As we can see from Table 4, the effect of single-layer perceptron is the best among all tested classifiers, except for the accuracy of the ZSL of the SUN. The output layer of all classifiers uses sigmoid as the activation function to calculate the classification loss, thus constraining the dual generation network to synthesize the visual feature representation which is easy to classify. By comparing the experimental results from lines 2 to 4 and lines 3 to 7 in Table 4, we found that using ReLu as an activation function for the hidden layer worked best. At the same time, from the data of the last three rows and the top three rows in Table 4, it can be seen that the hidden layer uses 1024 units better than 512 for both ZSL and GZSL. Through experiments, we found that using single-layer neural network as an additional classifier to understand the discrimination information can not only get the best results, but also reduce the running time time.

4.5. Analysis of Synthetic Image Features

In order to provide an intuitive evaluation on our proposed model, we visualize the visual features of some synthetic image visual features and the corresponding real image visual features of unseen classes. The results are shown in Figure 6. For convenience, we chose 10 unseen categories of AWA2 dataset for visualization. First of all, we get the semantic embeddings and the real image features of the selected categories. Secondly, we input these semantic embeddings and Gaussian random noise into the learned generator to obtain the synthetic image features. Finally, we use t-SNE [30] to reduce the dimension of synthetic and real visual features from 2048 to 2 and plot the obtained feature data into scatter for visualization.

From the visualization of real feature samples in Figure 6(a), it can be seen that some categories overlap to a large extent, such as seals, walruses, blue whales, and dolphins. It is reasonable for them to overlap, because blue whales, dolphins, seals, and walruses are similar in biology and look very similar visually. The visualization of synthetic image features is shown in Figure 6(b). By comparing 6(a) and 6(b), we can clearly find that for most categories, such as seals and dolphins, the synthetic image features are very close to real samples, and some of them even overlap with real samples well, such as horses, sheep, and giraffes. One failure is rat, and we can see that the synthesized features are far from the real features. Another disadvantage is that there is almost no confusion between the categories of synthetic samples, which is contrary to the actual situation. However, the finally trained softmax classifier can well predict the labels of most categories of test images.

Natural-language object grounding records:
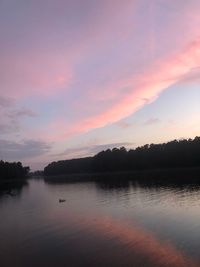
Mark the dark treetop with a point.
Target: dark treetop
(174, 154)
(12, 170)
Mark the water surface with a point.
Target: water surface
(100, 224)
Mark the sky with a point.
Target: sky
(80, 76)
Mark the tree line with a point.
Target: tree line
(173, 154)
(13, 170)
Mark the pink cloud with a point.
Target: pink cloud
(144, 89)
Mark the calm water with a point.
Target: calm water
(127, 224)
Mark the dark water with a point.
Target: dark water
(122, 224)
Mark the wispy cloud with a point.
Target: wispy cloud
(15, 151)
(152, 121)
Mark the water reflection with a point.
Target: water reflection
(101, 223)
(12, 188)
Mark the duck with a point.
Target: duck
(62, 200)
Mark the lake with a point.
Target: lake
(100, 224)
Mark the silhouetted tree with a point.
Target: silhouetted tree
(13, 170)
(174, 154)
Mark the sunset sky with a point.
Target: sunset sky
(80, 76)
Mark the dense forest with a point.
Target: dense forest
(13, 170)
(174, 154)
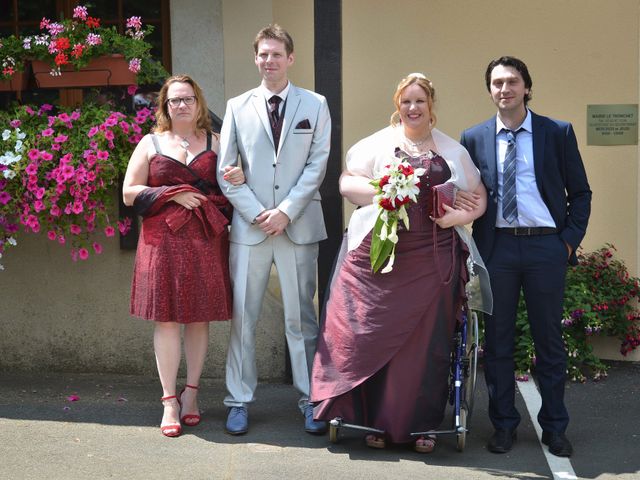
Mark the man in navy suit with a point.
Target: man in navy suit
(526, 240)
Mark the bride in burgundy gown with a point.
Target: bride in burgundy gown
(383, 352)
(181, 273)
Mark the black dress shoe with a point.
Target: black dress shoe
(502, 441)
(558, 444)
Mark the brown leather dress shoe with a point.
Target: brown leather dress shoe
(558, 444)
(502, 441)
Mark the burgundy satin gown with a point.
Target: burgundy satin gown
(384, 349)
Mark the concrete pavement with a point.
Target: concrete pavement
(112, 431)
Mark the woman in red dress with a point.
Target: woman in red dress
(181, 273)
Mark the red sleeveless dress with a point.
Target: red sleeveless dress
(181, 271)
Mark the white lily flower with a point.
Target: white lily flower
(383, 231)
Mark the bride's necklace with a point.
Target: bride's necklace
(418, 144)
(185, 142)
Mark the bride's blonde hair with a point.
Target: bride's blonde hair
(425, 84)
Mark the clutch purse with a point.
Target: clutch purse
(443, 194)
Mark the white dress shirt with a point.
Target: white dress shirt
(532, 211)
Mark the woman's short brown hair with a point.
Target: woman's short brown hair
(425, 84)
(163, 120)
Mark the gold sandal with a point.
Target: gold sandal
(375, 442)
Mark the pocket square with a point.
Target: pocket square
(303, 124)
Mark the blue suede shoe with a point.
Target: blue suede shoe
(312, 426)
(237, 421)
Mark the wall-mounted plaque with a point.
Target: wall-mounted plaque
(612, 124)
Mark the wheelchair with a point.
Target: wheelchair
(462, 384)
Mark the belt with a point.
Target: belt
(528, 231)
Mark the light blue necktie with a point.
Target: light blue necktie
(509, 200)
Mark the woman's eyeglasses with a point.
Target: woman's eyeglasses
(175, 101)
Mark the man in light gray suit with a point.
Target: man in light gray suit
(281, 134)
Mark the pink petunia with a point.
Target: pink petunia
(68, 171)
(134, 22)
(77, 208)
(80, 12)
(55, 211)
(134, 65)
(124, 226)
(94, 39)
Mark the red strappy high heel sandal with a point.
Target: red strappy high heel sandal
(171, 429)
(189, 419)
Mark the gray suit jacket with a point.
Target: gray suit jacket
(288, 179)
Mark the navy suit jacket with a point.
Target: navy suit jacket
(560, 176)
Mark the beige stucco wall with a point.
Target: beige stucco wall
(579, 52)
(197, 46)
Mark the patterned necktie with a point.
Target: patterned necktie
(274, 114)
(274, 119)
(509, 200)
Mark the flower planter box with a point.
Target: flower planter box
(17, 82)
(100, 72)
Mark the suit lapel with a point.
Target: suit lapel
(491, 166)
(293, 102)
(257, 100)
(539, 135)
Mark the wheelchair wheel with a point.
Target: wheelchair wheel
(462, 431)
(472, 356)
(334, 428)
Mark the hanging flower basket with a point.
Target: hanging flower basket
(105, 71)
(17, 82)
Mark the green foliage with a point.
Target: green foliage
(600, 298)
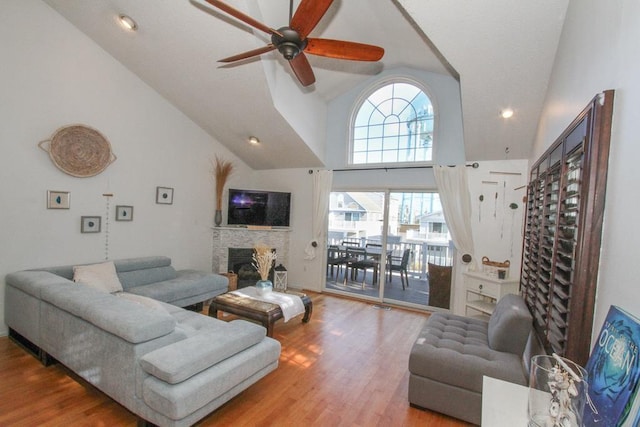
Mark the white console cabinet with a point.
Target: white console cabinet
(483, 292)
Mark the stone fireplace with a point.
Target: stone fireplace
(240, 261)
(233, 248)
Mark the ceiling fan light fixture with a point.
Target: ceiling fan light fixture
(288, 50)
(506, 113)
(127, 22)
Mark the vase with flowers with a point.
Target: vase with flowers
(222, 170)
(263, 260)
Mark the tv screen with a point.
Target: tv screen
(253, 207)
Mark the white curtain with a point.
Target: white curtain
(453, 187)
(322, 181)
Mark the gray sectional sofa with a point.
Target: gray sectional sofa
(168, 365)
(452, 354)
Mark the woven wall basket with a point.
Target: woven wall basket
(79, 151)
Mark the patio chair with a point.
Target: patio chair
(335, 258)
(365, 262)
(400, 264)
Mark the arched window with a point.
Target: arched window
(394, 124)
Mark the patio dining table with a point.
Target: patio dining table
(375, 252)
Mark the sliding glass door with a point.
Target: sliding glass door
(381, 243)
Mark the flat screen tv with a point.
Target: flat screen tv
(254, 207)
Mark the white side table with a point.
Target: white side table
(504, 404)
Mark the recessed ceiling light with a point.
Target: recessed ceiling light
(127, 22)
(506, 113)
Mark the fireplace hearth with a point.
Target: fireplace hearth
(241, 262)
(225, 238)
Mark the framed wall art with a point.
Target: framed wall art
(164, 195)
(90, 224)
(58, 199)
(124, 213)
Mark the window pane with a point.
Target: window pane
(375, 144)
(360, 132)
(374, 157)
(359, 145)
(375, 131)
(391, 143)
(397, 117)
(362, 118)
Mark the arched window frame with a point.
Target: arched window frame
(365, 96)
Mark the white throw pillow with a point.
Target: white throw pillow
(99, 276)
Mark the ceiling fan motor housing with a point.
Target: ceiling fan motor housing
(290, 44)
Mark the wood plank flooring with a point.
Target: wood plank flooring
(346, 367)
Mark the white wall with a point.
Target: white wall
(51, 76)
(599, 50)
(301, 273)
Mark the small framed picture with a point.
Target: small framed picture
(164, 195)
(124, 213)
(57, 199)
(90, 224)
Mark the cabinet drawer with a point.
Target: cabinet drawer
(484, 288)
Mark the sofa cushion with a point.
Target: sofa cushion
(145, 276)
(510, 325)
(187, 283)
(141, 263)
(99, 276)
(118, 316)
(176, 362)
(454, 350)
(139, 299)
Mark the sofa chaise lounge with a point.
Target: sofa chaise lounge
(452, 354)
(168, 365)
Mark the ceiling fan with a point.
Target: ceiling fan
(292, 41)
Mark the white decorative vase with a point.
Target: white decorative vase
(263, 287)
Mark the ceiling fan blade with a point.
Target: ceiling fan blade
(249, 54)
(308, 15)
(242, 17)
(341, 49)
(302, 69)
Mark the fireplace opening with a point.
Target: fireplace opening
(240, 261)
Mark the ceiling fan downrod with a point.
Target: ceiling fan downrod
(289, 45)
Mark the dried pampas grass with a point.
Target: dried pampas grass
(222, 170)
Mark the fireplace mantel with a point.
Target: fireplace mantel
(236, 237)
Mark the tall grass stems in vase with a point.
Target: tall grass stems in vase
(263, 259)
(222, 170)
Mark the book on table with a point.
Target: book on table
(613, 372)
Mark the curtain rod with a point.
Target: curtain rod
(474, 165)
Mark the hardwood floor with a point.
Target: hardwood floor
(346, 367)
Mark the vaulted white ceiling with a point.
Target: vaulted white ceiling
(502, 52)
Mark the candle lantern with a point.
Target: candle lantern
(280, 278)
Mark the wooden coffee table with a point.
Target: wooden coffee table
(264, 312)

Your instructions: Pick up the zero-shot learning passage on synthetic image features and continue it from where it stops.

Written response:
5. Conclusion

In this paper, we discuss the generalized zero-shot learning task and propose a model called DGDI, a dual generative framework that combines the advantages of conditional VAE and improved WGAN to obtain a more robust generative model with the using of discriminative information by adding a classification loss. We make full use of the discriminative information of visual feature representation between categories to further improve our dual generative module by adding a softmax classifier pretrained on the seen classes to encourage the generator to learn the discriminative information. The experimental results on six datasets clearly show the effectiveness of our proposed framework; our method has achieved good performance on almost all datasets, which fully proves the importance of the discriminative information between the visual feature representations of categories. It is a meaningful problem to improve the precision and generalization ability of zero-shot learning, and we will further study it.

Data Availability

The datasets used in this study can be downloaded from http://datasets.d2.mpi-inf.mpg.de/xian/xlsa17.zip.

Conflicts of Interest

The authors declare that they have no conflicts of interest.

Acknowledgments

This work was supported in part by the National Key R&D Program of China under Grant no. 2019YFA0706200, the National Major Research Program of China under Grant no. 2018AAA0102002, and the National Natural Science Foundation of China (NSFC) under Grant nos. 61976076 and 61632007.